* WRITTEN REQUEST *
Could you reproduce the items from the line containing "rod. Point to it with a box." through the end of the items, inclusive, requests and all, but with each bounding-box coordinate multiplied by 1.1 and rounded to a whole number (halves round up)? Give only those lines.
____ AVAILABLE RECORDS
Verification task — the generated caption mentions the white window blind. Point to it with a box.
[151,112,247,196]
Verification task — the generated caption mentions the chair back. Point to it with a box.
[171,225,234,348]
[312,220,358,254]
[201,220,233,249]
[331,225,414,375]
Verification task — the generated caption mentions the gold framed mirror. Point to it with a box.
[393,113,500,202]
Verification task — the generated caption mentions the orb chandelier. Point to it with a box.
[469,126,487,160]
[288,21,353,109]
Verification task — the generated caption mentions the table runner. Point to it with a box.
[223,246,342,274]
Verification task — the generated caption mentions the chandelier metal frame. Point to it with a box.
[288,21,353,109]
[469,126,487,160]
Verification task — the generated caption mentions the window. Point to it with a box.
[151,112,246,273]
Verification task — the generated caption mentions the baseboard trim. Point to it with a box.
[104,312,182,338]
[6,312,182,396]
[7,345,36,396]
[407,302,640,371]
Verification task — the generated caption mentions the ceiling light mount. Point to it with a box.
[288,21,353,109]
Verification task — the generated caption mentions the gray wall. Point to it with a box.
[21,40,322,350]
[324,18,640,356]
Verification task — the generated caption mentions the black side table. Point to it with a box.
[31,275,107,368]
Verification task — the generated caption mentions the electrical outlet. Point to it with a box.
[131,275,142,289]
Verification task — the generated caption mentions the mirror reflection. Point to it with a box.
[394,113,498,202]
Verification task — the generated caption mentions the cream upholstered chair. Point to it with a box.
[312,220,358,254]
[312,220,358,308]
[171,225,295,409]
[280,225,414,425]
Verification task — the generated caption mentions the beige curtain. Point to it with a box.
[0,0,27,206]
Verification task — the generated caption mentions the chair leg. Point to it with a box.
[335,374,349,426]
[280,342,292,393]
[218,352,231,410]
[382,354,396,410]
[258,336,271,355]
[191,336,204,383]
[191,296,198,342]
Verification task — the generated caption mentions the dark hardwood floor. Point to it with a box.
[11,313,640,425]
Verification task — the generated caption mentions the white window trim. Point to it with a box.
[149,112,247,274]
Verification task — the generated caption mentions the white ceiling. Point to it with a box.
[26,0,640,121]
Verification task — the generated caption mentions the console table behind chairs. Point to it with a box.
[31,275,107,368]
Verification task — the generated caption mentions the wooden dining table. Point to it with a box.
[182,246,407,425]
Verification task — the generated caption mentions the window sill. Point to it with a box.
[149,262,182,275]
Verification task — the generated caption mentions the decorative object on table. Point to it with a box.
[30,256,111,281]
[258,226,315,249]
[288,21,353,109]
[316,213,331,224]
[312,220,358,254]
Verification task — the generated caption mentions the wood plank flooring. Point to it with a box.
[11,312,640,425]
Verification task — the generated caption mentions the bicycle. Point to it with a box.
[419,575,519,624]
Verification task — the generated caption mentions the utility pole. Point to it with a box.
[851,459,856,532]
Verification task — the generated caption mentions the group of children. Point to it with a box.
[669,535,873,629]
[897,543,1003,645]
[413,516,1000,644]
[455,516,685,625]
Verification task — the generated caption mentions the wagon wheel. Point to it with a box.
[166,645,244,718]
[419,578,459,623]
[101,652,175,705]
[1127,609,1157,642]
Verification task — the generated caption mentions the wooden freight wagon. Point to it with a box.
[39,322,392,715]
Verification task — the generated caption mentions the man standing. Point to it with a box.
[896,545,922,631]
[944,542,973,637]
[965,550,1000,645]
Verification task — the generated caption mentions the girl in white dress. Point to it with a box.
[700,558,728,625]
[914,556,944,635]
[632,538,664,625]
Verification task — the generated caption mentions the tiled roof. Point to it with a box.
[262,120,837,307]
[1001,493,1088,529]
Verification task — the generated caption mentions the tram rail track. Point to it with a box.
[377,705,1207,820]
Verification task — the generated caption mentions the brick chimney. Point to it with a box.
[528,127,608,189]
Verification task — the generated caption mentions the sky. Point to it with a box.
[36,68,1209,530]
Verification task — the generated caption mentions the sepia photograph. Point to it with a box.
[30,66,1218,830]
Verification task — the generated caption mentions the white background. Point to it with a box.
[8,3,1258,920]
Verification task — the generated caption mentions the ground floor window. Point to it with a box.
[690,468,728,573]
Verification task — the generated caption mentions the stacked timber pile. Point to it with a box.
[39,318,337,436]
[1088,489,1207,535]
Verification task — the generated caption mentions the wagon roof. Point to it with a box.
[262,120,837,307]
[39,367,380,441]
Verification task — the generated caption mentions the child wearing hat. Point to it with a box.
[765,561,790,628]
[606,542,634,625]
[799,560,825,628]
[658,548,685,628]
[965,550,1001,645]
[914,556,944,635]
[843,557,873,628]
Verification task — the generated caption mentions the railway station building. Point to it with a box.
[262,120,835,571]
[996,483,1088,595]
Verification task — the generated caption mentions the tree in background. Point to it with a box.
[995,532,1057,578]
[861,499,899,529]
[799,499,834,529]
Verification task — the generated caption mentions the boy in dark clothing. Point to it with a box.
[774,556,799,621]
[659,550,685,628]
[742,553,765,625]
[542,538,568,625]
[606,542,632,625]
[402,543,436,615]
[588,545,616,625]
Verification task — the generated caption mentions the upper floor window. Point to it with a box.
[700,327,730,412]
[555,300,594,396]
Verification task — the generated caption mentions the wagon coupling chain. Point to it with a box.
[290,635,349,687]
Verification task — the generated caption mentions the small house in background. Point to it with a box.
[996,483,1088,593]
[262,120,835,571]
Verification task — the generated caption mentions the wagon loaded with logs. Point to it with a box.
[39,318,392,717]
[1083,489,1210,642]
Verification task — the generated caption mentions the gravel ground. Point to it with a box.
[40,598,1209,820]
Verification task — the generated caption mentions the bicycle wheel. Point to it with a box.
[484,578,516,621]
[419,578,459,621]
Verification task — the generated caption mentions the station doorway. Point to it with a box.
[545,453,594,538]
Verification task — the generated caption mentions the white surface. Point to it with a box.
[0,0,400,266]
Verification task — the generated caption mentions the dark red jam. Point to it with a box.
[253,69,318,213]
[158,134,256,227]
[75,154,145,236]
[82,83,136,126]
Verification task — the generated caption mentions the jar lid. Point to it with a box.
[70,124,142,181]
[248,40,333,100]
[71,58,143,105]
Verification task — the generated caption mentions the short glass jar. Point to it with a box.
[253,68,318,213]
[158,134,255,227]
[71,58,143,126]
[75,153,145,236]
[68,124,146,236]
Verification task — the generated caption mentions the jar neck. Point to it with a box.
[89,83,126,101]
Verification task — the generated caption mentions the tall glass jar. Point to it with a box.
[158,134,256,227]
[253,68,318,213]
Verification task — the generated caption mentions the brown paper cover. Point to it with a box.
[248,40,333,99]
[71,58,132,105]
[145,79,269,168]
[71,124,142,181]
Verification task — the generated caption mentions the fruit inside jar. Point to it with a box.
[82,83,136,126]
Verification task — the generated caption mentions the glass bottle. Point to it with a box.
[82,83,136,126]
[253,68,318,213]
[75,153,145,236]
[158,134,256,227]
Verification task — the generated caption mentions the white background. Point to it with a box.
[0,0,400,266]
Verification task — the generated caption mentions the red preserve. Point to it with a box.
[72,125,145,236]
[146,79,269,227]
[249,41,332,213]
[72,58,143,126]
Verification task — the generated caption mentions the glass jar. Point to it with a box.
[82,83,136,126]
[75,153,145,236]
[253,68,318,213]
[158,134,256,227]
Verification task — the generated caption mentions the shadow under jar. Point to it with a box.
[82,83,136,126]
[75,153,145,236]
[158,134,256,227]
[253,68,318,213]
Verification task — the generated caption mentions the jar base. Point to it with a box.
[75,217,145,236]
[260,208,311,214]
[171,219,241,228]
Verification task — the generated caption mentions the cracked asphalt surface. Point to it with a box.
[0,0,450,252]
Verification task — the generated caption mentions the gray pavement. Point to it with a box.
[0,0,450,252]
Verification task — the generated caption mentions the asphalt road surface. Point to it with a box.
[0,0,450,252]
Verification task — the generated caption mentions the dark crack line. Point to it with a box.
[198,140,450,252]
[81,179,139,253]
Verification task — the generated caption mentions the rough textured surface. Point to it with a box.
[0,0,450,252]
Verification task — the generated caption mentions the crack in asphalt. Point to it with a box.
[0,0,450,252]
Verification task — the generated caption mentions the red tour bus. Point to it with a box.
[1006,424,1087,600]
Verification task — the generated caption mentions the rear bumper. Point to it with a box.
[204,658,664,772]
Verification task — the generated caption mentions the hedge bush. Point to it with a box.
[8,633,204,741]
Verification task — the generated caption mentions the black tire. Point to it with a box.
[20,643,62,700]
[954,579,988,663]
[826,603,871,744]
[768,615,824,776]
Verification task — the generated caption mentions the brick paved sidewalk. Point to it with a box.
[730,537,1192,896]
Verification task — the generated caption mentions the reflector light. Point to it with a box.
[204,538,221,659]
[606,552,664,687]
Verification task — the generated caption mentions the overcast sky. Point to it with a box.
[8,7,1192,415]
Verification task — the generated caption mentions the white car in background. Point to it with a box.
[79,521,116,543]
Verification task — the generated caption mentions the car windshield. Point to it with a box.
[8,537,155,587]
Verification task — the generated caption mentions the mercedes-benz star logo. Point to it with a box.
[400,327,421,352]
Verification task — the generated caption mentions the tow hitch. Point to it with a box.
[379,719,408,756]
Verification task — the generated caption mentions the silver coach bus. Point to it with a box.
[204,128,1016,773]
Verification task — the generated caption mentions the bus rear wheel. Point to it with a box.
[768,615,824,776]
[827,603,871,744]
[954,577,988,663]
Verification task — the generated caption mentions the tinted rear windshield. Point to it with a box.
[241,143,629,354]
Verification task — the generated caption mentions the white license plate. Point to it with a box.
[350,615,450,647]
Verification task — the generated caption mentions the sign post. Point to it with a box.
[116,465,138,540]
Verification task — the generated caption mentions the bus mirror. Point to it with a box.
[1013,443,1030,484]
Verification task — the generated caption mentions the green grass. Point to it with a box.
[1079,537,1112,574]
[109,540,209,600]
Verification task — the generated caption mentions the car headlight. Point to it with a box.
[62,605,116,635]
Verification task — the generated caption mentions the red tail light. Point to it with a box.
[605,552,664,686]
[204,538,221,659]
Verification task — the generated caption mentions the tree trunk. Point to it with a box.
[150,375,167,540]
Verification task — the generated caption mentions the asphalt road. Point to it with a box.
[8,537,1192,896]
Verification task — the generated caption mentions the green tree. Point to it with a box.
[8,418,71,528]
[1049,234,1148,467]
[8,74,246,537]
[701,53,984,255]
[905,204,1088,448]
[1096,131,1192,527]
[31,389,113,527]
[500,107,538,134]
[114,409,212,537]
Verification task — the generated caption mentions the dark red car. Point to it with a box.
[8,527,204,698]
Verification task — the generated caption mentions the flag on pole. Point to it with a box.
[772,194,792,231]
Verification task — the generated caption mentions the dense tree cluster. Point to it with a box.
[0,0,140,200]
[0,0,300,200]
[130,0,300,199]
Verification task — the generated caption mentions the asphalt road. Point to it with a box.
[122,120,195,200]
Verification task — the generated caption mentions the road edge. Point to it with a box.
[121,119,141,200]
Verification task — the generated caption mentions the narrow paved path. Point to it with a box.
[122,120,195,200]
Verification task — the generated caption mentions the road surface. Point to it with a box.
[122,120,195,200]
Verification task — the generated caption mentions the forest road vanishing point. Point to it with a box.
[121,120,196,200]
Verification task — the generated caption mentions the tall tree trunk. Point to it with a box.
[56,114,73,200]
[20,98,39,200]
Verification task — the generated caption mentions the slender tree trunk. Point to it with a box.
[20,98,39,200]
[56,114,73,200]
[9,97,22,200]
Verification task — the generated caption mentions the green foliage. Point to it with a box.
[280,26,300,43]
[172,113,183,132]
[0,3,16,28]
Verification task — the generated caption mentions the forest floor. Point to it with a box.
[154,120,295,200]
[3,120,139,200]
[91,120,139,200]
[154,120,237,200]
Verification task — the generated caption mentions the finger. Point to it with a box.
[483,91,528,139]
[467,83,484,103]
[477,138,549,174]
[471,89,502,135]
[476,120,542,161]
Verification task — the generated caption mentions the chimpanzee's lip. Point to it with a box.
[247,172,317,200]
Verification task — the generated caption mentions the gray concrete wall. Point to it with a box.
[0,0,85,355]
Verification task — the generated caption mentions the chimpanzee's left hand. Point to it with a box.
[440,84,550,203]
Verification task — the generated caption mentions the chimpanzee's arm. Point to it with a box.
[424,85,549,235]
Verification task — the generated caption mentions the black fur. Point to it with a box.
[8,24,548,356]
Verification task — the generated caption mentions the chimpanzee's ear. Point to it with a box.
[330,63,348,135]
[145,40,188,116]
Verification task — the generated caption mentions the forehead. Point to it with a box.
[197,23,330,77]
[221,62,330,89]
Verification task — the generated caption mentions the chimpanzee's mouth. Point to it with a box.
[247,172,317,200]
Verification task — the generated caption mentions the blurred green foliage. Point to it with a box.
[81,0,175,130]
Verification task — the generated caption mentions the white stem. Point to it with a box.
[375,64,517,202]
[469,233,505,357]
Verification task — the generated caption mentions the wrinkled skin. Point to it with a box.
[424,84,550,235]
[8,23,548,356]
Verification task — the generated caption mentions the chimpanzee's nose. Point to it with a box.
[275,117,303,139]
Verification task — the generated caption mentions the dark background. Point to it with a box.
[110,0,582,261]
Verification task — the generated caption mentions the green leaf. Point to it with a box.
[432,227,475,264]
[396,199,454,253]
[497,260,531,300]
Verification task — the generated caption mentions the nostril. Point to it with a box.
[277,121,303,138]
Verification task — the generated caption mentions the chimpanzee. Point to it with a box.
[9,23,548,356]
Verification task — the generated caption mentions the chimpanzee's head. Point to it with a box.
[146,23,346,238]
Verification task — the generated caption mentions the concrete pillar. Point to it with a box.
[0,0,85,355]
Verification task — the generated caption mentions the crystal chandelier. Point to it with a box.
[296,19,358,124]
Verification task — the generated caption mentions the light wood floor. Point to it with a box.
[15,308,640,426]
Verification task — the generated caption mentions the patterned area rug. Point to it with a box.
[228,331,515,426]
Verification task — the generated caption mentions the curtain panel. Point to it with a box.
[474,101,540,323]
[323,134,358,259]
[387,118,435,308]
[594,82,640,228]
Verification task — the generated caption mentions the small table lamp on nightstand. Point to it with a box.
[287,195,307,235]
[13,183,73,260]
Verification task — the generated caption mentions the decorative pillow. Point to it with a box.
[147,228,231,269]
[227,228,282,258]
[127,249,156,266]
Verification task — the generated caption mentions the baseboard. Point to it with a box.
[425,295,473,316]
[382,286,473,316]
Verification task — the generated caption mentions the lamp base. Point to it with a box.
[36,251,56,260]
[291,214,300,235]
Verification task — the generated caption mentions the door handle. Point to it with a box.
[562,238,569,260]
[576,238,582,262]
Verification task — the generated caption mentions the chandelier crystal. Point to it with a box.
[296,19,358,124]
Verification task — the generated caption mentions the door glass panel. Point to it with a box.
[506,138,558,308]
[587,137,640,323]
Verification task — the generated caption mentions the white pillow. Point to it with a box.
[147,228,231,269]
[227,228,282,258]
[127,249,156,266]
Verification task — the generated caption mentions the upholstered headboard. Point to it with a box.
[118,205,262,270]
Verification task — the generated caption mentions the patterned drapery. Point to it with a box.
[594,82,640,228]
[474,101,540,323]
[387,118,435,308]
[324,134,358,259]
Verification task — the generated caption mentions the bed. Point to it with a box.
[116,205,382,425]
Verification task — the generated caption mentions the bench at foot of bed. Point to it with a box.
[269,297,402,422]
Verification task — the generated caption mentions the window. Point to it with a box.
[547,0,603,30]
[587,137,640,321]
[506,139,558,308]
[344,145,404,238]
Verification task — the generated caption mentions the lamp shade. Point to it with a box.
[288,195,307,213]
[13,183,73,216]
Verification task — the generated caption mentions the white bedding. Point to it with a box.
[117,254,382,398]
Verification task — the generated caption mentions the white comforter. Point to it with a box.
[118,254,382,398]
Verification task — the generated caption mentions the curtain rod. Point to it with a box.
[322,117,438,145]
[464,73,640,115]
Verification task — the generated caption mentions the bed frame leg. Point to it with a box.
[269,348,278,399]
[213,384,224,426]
________
* TASK ANSWER *
Verification task — the generated caption mentions the curtain rod. Point to it with a box.
[354,129,482,160]
[510,80,704,127]
Verification task — the generated caption mentions the bed frame leg. Point to it with a box.
[296,383,306,439]
[234,422,246,469]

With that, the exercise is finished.